TASK REQUIREMENTS - Write out, exactly as they appear, only the lines running from the line with "Query: golden finial" to the final line of the listing; include both.

THE DATA -

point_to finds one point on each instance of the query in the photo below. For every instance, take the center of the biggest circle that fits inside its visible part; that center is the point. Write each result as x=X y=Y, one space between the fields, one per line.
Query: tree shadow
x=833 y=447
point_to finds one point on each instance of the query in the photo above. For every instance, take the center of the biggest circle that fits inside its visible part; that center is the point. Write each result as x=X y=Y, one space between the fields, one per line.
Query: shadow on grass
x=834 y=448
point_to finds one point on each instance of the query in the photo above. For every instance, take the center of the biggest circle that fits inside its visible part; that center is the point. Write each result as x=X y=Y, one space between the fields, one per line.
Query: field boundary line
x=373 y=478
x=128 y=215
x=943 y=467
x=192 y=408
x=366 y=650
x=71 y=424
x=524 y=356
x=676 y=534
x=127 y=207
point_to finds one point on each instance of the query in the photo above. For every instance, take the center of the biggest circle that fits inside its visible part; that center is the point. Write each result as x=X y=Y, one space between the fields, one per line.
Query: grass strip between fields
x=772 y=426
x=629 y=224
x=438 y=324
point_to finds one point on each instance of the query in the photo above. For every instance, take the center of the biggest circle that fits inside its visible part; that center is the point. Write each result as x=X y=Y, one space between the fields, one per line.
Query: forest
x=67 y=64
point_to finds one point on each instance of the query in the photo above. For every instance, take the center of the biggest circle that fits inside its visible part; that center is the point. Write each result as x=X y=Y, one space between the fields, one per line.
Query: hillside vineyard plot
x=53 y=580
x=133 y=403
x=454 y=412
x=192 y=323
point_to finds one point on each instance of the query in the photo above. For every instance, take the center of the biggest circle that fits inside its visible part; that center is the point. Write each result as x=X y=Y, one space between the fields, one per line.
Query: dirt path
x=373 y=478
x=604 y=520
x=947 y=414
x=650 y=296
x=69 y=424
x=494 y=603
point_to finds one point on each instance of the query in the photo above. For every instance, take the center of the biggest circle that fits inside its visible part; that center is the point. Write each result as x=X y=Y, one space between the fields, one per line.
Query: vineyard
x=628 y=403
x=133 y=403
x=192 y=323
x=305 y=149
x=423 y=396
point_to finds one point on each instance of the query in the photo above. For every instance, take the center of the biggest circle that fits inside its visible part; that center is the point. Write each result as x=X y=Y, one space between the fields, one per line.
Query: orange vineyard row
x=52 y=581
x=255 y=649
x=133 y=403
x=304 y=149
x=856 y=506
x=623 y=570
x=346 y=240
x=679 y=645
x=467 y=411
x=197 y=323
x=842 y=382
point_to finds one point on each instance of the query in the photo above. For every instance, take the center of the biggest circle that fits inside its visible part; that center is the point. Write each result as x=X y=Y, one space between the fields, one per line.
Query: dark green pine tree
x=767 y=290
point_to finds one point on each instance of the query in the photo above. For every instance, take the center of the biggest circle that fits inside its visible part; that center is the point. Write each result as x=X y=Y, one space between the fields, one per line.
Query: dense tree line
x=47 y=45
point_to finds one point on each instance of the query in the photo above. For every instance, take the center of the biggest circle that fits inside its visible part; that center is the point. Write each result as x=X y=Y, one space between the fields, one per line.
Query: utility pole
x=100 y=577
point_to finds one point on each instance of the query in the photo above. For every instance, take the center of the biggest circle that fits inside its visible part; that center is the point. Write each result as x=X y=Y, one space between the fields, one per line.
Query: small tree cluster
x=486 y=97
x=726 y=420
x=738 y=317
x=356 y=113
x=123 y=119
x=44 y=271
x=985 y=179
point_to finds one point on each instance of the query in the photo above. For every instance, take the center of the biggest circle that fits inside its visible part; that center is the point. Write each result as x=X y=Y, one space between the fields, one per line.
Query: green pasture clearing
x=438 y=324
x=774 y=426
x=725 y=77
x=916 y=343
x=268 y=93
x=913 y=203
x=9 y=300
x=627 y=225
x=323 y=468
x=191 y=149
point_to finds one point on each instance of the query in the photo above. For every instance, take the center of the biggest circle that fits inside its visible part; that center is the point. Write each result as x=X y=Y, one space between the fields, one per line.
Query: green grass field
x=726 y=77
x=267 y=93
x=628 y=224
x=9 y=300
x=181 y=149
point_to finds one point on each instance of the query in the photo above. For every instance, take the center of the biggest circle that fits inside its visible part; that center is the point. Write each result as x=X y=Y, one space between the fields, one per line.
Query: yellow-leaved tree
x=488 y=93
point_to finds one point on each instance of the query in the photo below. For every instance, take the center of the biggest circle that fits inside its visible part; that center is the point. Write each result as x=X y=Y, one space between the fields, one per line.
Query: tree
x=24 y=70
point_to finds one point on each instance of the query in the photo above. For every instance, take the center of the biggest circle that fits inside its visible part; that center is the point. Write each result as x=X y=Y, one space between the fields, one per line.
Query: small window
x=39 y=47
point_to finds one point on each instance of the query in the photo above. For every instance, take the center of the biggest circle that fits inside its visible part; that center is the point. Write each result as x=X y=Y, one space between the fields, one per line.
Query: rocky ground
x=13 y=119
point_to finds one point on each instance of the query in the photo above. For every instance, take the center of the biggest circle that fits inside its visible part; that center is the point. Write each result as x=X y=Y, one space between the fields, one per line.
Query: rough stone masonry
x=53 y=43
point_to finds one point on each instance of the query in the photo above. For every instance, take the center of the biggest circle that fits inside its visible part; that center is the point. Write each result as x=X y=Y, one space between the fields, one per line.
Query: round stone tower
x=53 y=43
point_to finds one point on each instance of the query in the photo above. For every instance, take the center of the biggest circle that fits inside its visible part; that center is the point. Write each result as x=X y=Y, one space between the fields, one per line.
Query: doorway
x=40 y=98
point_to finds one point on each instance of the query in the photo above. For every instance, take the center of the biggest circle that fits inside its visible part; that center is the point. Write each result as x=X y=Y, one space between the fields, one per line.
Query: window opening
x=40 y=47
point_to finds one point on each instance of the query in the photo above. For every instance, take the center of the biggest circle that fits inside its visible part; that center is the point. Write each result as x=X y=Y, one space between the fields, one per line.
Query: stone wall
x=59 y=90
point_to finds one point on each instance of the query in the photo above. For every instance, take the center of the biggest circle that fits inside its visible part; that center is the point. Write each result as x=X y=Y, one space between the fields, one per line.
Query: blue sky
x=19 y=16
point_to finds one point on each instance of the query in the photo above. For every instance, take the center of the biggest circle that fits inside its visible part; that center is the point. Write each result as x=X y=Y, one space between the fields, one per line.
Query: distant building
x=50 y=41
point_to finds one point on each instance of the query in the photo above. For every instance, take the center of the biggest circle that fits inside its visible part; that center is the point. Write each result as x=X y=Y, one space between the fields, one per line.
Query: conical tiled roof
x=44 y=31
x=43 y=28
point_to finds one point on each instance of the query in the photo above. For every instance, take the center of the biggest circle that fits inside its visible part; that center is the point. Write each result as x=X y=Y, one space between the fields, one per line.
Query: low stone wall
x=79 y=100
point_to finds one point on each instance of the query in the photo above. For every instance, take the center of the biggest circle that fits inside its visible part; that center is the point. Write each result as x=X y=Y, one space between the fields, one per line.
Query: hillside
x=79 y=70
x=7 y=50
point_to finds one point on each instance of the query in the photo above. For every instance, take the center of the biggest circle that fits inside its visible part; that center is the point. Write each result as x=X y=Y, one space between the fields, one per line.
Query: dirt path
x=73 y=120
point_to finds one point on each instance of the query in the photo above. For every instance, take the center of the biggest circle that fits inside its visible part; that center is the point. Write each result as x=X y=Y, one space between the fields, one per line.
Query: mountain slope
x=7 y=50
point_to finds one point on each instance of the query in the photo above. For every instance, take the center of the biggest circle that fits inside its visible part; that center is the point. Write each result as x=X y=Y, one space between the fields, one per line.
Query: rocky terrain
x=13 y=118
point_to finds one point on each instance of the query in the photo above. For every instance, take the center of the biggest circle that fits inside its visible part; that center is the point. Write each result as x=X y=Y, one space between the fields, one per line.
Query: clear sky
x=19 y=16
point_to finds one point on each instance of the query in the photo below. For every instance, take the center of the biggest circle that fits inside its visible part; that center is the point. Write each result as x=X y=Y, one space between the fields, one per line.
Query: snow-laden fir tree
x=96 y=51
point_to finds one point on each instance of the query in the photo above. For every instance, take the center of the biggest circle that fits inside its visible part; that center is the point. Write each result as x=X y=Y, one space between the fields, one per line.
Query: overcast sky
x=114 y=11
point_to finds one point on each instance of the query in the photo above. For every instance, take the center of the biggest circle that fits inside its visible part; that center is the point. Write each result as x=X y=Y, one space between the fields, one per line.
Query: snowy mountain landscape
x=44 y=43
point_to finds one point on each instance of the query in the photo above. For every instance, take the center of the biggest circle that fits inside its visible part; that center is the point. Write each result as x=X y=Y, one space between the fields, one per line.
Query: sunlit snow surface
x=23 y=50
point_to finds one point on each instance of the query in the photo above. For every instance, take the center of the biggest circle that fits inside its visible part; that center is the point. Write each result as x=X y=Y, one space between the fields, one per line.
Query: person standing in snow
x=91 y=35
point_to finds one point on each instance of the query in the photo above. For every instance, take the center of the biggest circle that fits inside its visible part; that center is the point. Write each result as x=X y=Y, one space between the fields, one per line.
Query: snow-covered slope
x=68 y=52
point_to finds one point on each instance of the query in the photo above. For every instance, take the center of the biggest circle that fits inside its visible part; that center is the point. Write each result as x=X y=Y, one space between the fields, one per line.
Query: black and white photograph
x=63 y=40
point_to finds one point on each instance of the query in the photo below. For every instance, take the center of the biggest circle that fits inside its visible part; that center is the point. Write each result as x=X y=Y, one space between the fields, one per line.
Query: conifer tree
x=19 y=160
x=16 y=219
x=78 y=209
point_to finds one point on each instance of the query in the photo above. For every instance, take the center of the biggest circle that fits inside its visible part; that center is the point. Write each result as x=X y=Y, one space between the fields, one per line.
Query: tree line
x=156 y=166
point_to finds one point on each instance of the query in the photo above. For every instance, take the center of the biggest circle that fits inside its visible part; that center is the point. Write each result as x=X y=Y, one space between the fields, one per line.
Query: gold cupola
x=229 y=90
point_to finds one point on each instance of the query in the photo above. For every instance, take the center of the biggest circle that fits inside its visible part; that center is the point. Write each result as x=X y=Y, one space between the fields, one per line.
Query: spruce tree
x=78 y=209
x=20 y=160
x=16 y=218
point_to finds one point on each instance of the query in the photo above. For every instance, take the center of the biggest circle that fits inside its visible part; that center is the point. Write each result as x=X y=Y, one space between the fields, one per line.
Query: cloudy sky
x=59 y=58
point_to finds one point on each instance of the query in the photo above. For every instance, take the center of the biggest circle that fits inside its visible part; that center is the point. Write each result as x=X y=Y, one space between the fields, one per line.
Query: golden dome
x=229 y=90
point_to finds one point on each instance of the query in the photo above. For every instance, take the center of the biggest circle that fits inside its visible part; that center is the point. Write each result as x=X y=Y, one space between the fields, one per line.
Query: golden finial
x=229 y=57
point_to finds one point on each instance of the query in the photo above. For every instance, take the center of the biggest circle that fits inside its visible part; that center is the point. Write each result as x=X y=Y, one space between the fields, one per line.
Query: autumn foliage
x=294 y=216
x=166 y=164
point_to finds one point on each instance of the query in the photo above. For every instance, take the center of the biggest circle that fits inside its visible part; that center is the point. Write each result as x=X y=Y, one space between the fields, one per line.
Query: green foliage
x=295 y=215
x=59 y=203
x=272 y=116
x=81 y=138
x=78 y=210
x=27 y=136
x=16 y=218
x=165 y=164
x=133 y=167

EXERCISE SOLUTION -
Query: golden finial
x=229 y=57
point_to finds one point on each instance of the query in the photo above. For every instance, take the center of the biggest circle that fits inside its visible part; that center is the point. Write each result as x=X y=Y, one space between the fields, one per line.
Query: autumn foliage
x=294 y=216
x=166 y=164
point_to finds one point on each instance of the query in the photo above. For every instance, take the center of the biggest circle that fits inside its visible part; that center is the point. Write each result as x=X y=Y, one space between the fields, one per line.
Query: green foliage
x=295 y=215
x=59 y=203
x=272 y=116
x=81 y=138
x=78 y=210
x=27 y=136
x=16 y=218
x=165 y=164
x=133 y=167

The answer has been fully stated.